| Requirement |
Locate the line that contains "Point to the low". Print it and each following line through the end of the listing, verbatim, and nothing more.
___ Data records
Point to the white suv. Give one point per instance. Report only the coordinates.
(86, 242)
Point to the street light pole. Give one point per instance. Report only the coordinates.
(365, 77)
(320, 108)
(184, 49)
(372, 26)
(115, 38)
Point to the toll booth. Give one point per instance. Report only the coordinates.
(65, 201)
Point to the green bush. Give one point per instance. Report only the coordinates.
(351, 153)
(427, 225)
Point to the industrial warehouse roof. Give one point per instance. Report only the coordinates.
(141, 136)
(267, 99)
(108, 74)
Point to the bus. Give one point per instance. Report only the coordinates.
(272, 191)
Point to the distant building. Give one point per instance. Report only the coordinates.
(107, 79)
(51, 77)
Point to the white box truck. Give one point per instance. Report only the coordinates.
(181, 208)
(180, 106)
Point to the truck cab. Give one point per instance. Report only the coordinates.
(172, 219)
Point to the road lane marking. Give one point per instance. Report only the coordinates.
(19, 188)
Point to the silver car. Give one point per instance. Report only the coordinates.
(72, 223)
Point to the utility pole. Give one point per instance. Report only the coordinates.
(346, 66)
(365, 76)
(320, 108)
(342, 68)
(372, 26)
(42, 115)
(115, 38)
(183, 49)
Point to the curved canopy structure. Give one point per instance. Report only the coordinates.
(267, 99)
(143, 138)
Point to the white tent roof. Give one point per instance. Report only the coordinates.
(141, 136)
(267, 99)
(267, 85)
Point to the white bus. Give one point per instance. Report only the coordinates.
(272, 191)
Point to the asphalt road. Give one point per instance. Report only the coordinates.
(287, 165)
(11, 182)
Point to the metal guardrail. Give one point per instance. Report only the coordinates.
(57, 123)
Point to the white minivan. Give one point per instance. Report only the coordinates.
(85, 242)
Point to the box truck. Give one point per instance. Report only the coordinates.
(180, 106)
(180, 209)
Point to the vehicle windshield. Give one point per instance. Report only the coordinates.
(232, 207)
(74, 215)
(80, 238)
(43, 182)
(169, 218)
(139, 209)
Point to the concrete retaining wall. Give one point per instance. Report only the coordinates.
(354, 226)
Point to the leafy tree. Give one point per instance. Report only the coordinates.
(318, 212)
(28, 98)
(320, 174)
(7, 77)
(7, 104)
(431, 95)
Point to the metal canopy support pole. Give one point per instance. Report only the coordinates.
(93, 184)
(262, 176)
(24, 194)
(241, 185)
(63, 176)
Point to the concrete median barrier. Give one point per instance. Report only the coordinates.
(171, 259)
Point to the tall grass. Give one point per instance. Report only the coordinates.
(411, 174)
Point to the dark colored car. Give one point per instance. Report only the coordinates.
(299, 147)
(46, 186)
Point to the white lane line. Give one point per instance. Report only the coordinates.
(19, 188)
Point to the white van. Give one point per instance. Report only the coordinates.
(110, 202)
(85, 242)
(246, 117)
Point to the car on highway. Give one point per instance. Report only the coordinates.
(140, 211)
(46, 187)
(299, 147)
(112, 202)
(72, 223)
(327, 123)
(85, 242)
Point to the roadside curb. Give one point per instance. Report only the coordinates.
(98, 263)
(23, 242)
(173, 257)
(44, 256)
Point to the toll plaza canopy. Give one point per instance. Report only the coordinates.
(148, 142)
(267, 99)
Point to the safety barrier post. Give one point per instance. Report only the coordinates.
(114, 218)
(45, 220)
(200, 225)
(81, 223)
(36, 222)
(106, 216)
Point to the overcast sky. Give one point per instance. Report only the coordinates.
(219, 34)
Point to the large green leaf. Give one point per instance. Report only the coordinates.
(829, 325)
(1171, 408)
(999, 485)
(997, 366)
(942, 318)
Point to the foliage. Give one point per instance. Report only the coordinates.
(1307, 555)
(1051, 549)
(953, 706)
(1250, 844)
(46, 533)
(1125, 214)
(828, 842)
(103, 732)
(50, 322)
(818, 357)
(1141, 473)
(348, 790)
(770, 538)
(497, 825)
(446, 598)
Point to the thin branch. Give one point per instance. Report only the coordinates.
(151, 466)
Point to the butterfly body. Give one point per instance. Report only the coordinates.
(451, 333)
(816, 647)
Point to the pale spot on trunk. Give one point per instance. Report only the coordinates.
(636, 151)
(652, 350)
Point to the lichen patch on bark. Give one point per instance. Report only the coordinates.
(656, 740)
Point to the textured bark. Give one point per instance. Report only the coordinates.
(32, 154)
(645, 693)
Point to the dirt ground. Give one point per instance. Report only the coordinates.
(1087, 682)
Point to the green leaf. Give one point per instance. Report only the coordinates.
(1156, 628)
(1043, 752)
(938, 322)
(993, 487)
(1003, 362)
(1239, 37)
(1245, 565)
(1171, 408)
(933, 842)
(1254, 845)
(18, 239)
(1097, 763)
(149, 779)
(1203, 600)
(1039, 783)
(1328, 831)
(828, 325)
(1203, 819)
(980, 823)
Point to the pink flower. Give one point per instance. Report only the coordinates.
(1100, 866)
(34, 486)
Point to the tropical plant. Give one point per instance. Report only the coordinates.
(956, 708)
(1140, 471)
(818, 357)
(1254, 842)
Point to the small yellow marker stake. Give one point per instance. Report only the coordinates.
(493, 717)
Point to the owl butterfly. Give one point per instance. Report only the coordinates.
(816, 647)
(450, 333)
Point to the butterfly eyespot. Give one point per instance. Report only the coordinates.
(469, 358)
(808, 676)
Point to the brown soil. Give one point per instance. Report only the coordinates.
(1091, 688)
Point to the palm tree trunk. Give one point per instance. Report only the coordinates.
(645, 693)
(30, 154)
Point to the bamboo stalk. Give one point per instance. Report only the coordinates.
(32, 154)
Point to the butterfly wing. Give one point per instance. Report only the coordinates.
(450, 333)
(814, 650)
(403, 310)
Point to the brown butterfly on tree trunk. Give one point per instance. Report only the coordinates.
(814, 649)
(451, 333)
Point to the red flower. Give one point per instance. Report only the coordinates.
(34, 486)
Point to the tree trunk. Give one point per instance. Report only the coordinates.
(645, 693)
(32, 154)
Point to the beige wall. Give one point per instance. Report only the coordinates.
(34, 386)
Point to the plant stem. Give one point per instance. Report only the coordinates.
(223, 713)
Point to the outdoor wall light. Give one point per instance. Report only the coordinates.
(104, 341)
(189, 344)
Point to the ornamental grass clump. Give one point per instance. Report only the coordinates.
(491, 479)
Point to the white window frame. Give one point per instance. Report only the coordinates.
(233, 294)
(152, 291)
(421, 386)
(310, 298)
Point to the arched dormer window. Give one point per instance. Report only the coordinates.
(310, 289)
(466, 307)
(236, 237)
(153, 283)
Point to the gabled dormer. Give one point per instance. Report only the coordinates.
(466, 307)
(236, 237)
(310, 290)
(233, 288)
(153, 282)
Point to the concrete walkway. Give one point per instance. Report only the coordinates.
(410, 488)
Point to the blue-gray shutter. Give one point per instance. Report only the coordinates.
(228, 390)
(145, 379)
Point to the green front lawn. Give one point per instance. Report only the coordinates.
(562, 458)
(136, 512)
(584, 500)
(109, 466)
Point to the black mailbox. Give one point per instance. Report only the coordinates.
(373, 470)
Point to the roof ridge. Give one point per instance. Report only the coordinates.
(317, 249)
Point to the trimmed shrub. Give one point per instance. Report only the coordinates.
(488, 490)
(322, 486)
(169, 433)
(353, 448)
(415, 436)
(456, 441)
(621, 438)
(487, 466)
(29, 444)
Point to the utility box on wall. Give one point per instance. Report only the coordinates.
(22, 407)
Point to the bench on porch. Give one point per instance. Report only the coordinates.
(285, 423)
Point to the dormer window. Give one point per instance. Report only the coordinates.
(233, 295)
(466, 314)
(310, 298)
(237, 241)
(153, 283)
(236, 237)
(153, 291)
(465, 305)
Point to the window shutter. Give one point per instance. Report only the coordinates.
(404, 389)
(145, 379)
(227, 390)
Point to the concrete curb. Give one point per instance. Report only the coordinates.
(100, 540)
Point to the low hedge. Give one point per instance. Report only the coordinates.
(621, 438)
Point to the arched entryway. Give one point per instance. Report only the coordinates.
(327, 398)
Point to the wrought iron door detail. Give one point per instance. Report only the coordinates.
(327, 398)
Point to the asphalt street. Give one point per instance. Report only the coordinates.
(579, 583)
______
| Problem solution |
Point to the low hedge. Give one point per instance. Report only the coordinates.
(621, 438)
Point to the arched entryway. Give one point per instance. Report only the coordinates.
(327, 398)
Point to the wrought iron door detail. Give one point per instance. Report only the coordinates.
(327, 398)
Point to the asphalt street. Give one point per instance. Report only the coordinates.
(579, 583)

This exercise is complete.